- Written by: Edward Bond
- Original language: English

Premiere
- Date premiered: 1 May 1993

= Olly's Prison =

1993 play by Edward Bond

Olly's Prison is a 1993 play by English dramatist Edward Bond. In it, a man who has killed his daughter and forgotten his crime tries to find meaning in his life. The work divided critics.

== Reception ==

Gary Lawrence of Bucks Free Press billed Olly's Prison as "long, baffling, and ultimately annoying". Tony Coult argued that "why it's so profoundly political - and so brilliant and disturbing - is that he paints a portrait of an everyday, small 'F' fascist and he finds the fascist in everybody. [...] In some respects it embodies a kind of cliche about who is really in prison, who is really free. It ceases to be a cliche because it's worked through with such thoroughness and truth." The Independents W. Stephen Gilbert called the work "dense and concentrated. At a glance, it can be daunting: easy enough to characterise it so. [...] To go with the play, though, is to be gripped in a painful but enlightening experience." Frank Rizzo of Variety wrote of the play, "Bond is still exploring violence disguised by domesticity and medicated by social norms. And he is still doing it in ways that leave audiences stunned. Call it shock therapy for the theatrically blase."

The Guardian's Michael Billington stated that the work "shows the weaknesses as well as the strengths of late Bond", praising the "cryptic vigour of Bond's language" but also arguing that what the work "doesn't admit, in contrast to an early masterpiece like Saved, is the possibility of change." Ed Siegel of Boston.com said that "his theatrics are much less predictable [than his writing about theater], and despite the trappings of working-class drama, he keeps an audience very much on its toes." But Siegel also argued, "Shock gives way to anti-authoritarian symbolism that is obvious and clumsy. [...] The fight that erupts toward the end of the play goes on way too long. Worse, it seems inspired by Bond's worldview rather than by the flow of the play, particularly since it involves the least interesting characters onstage." In World Literature Today, Stephen Grecco wrote that Olly's Prison is "not nearly as dramatically effective" as Saved, criticizing the narrative as improbable. He also deemed Bond's view of society and human behavior "narrow and somewhat paternalistic".
..............................
__Try it__:
According to the Olly's Prison article, what did Gary Lawrence of Bucks Free Press call the play? The data that comes next is from a separate source with no connection to the play.

__Given information__:
..............................
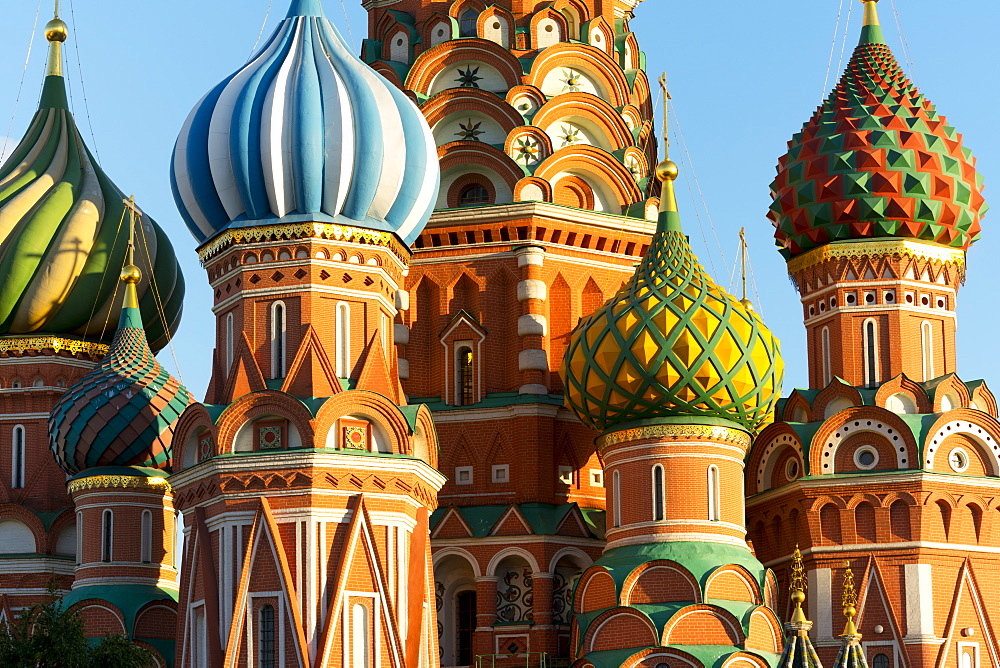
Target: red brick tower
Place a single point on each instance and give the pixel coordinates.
..............................
__Task answer__:
He called it "long, baffling, and ultimately annoying".